*TASK TO CARRY OUT*. Rewrite the lines below as a numbered list, starting at the line containing "Guideline: for each instance of the red shorts" and ending at the line containing "column 311, row 49", including both. Omit blank lines and the pictures.
>> START RECORD SET
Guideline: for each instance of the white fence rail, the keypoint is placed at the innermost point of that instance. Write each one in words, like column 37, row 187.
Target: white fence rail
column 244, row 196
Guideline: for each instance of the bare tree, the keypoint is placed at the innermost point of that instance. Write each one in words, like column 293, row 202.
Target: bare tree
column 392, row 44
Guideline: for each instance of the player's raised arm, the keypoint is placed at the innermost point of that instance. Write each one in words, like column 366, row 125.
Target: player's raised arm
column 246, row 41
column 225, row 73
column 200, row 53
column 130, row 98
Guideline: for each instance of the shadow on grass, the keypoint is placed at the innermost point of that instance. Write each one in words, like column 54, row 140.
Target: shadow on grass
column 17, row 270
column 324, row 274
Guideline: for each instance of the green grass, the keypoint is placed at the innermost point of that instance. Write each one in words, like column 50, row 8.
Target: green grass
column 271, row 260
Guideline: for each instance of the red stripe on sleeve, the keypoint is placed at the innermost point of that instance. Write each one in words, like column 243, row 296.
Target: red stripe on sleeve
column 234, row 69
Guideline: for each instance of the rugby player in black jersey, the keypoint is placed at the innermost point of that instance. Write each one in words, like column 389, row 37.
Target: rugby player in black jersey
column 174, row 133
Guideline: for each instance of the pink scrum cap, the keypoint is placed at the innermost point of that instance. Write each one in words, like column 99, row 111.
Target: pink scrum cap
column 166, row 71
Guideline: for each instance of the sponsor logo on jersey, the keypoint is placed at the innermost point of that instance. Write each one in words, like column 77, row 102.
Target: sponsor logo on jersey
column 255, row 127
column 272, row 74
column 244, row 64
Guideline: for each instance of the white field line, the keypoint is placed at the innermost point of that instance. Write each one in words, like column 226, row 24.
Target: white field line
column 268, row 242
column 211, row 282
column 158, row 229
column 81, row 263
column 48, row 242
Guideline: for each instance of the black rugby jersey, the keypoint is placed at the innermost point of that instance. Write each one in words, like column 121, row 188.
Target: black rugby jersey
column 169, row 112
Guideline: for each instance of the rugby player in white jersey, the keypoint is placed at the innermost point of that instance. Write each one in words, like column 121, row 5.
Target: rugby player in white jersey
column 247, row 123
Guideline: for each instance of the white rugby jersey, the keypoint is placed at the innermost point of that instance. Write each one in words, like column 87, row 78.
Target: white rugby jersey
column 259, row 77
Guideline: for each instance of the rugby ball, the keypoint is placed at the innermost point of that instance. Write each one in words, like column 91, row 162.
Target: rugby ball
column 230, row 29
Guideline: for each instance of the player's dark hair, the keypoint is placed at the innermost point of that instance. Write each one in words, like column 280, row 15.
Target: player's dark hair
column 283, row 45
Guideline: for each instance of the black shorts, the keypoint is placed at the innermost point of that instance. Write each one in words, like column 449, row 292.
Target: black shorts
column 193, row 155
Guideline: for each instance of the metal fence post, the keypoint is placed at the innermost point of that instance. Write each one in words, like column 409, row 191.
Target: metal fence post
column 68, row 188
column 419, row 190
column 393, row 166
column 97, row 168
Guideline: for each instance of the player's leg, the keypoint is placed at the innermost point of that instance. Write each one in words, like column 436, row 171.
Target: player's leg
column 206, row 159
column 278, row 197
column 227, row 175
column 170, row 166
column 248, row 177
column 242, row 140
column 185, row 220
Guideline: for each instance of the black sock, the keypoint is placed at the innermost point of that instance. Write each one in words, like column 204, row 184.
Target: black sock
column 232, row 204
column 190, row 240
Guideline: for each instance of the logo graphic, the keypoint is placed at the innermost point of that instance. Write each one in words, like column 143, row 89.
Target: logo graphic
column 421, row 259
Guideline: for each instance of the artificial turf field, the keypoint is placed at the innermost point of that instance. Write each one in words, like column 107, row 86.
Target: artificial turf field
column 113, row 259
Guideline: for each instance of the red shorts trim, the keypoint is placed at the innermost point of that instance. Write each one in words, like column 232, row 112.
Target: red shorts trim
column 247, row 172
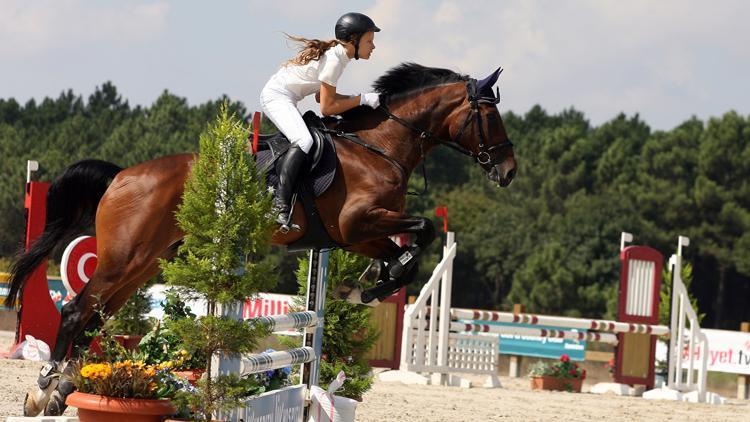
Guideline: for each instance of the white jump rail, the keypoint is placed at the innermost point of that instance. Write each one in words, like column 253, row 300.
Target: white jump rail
column 287, row 403
column 429, row 353
column 686, row 378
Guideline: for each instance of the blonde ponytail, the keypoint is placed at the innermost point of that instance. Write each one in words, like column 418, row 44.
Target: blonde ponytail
column 311, row 49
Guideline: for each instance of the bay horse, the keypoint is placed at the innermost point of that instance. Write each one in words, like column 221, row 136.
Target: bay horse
column 133, row 209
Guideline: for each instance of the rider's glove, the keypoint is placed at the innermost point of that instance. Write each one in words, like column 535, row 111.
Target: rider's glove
column 371, row 99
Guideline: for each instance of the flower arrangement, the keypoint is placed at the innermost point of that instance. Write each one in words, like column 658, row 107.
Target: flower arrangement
column 126, row 379
column 610, row 366
column 561, row 374
column 274, row 379
column 562, row 368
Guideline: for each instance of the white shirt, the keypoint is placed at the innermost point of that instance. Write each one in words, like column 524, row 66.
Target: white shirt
column 303, row 80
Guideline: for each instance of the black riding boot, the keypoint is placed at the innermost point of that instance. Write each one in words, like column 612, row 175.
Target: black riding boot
column 288, row 169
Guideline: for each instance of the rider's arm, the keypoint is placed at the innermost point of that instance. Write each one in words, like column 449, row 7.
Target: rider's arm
column 338, row 96
column 332, row 103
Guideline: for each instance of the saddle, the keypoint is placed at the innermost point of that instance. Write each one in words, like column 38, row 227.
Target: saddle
column 312, row 182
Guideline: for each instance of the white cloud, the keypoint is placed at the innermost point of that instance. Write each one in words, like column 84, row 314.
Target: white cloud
column 32, row 28
column 602, row 57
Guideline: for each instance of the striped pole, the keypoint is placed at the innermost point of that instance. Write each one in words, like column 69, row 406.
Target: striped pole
column 535, row 332
column 274, row 360
column 580, row 323
column 290, row 321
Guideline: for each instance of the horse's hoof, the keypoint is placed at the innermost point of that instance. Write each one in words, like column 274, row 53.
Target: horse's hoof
column 56, row 405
>> END RECORD SET
*SOLVED EXERCISE*.
1. Guideline: for each instance of the red shorts trim, the keypoint is placed at the innermost point of that instance. Write each one in words, like column 232, row 112.
2. Target: red shorts trim
3. column 247, row 172
4. Guideline: for each instance of the white jump rail, the keypoint is placed at the innermost point of that instance. Write each one in words, like column 253, row 300.
5. Target: white jump rail
6. column 287, row 403
7. column 429, row 353
8. column 686, row 378
9. Guideline: for each instance of the blonde ponytail, the keypoint is placed at the innermost point of that instance. Write each one in words, like column 418, row 44.
10. Target: blonde ponytail
11. column 311, row 49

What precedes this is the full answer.